#### Task item:
Copy each line in the data that includes the word "submerged".
====== Listed records
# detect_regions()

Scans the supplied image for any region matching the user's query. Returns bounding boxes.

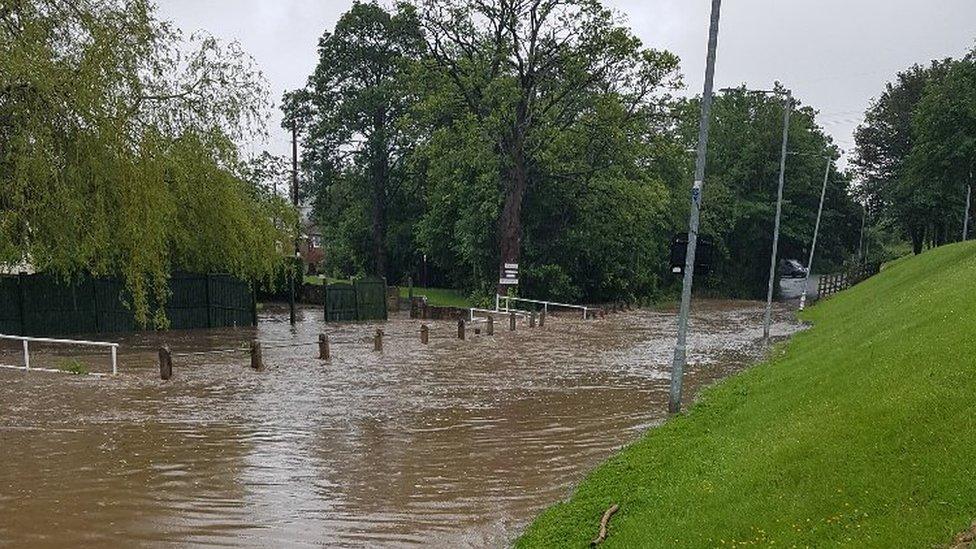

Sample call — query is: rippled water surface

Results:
[0,301,801,547]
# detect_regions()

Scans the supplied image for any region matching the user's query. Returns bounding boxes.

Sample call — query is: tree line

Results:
[853,50,976,256]
[284,0,862,302]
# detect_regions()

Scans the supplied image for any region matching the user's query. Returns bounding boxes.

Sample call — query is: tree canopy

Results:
[0,0,293,326]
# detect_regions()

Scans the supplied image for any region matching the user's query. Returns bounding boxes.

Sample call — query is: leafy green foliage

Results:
[675,88,859,298]
[519,242,976,548]
[0,1,292,326]
[853,56,970,255]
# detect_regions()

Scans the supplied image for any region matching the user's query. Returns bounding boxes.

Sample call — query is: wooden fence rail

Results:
[817,263,880,300]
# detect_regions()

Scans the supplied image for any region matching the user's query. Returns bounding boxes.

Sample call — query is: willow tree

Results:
[0,0,292,327]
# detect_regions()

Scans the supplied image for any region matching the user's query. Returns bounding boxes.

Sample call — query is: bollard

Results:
[539,309,546,328]
[600,308,606,319]
[374,329,383,352]
[159,345,172,380]
[457,319,465,340]
[250,340,263,371]
[318,333,330,360]
[529,312,536,328]
[486,314,494,336]
[420,324,429,344]
[510,312,516,331]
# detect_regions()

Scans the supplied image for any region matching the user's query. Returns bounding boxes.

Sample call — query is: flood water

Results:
[0,300,801,547]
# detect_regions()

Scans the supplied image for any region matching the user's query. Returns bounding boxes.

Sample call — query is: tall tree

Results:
[285,1,424,278]
[852,60,953,254]
[906,51,976,246]
[415,0,680,294]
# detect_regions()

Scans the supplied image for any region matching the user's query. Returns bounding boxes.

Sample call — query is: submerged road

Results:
[0,300,801,547]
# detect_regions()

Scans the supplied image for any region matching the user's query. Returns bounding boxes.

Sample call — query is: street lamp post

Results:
[799,156,831,311]
[668,0,723,415]
[762,90,792,343]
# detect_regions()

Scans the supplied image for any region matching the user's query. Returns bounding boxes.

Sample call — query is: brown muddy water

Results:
[0,300,801,547]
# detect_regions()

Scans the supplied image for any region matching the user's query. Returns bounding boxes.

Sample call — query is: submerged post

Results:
[318,333,330,360]
[486,314,494,336]
[374,329,383,352]
[158,345,172,380]
[509,312,516,331]
[529,312,536,328]
[420,324,429,344]
[457,319,465,340]
[250,340,263,371]
[539,310,546,328]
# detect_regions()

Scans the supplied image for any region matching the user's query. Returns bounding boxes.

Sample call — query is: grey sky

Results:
[156,0,976,169]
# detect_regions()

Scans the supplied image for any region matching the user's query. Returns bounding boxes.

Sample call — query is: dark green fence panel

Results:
[94,278,136,333]
[0,272,254,336]
[325,284,358,322]
[0,276,23,334]
[355,277,388,321]
[22,275,97,335]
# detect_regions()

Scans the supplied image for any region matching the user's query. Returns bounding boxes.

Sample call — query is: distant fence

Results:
[817,263,880,300]
[324,276,388,322]
[0,273,255,336]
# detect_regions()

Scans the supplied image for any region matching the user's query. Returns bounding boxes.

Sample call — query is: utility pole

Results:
[964,173,972,241]
[290,119,299,326]
[668,0,722,415]
[799,157,831,311]
[762,91,792,343]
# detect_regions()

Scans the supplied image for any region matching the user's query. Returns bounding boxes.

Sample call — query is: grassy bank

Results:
[518,242,976,547]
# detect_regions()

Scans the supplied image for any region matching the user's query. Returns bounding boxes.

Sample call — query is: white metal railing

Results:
[496,294,590,319]
[0,334,119,376]
[468,307,529,321]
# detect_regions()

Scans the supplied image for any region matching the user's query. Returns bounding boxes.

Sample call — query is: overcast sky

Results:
[156,0,976,169]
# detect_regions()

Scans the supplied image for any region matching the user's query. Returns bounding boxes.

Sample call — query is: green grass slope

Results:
[518,242,976,548]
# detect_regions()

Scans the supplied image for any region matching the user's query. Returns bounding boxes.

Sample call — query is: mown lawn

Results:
[399,286,472,308]
[518,242,976,548]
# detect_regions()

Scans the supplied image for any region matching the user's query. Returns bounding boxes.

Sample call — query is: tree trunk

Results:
[370,109,389,278]
[497,109,528,296]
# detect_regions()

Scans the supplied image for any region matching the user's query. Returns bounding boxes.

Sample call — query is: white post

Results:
[111,346,118,376]
[495,294,500,312]
[22,339,29,371]
[582,307,587,320]
[544,302,548,315]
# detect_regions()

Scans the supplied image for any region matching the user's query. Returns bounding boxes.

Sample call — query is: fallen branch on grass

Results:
[590,504,619,546]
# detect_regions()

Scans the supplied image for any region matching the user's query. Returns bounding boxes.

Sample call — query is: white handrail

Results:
[469,307,528,321]
[497,295,589,319]
[0,334,119,375]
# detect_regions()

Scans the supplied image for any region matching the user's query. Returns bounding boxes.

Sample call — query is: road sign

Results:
[499,278,519,285]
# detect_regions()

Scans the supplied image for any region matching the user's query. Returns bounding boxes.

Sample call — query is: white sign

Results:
[504,263,519,270]
[503,269,518,277]
[499,278,519,285]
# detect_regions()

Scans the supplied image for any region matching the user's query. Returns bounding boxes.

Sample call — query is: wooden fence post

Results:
[374,329,383,352]
[250,340,263,371]
[486,314,494,336]
[318,333,330,360]
[159,345,172,380]
[539,310,546,327]
[529,312,536,328]
[457,319,465,340]
[420,324,429,344]
[509,312,516,331]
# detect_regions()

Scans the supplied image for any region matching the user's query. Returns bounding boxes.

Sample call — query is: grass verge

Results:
[518,241,976,548]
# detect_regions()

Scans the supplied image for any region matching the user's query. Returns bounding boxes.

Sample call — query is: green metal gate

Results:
[323,277,388,322]
[325,284,358,321]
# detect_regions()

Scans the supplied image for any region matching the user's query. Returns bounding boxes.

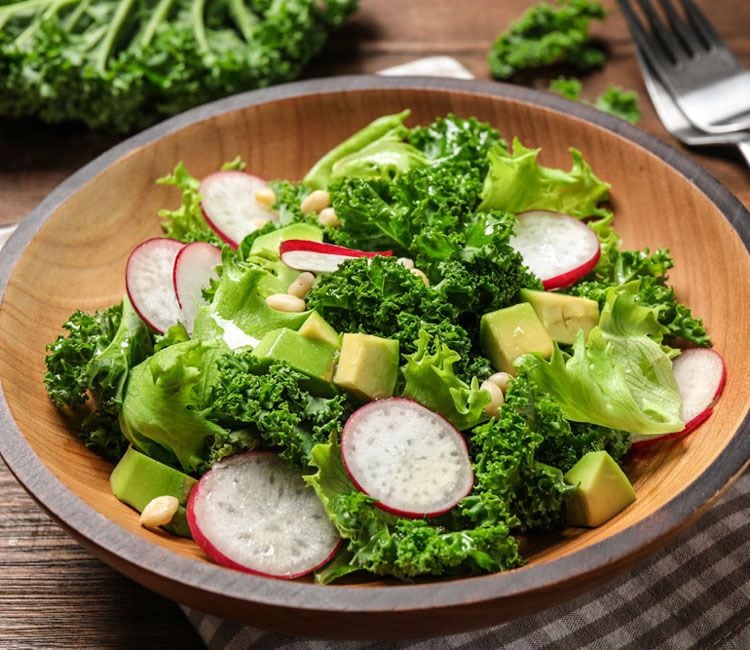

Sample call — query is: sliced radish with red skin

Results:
[341,398,474,518]
[200,171,276,248]
[173,242,222,335]
[126,238,185,333]
[631,349,726,449]
[187,452,341,579]
[279,240,393,273]
[510,210,600,290]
============
#### Answer to this problem:
Sample call — query is: submerged road
Sample call — query is: submerged post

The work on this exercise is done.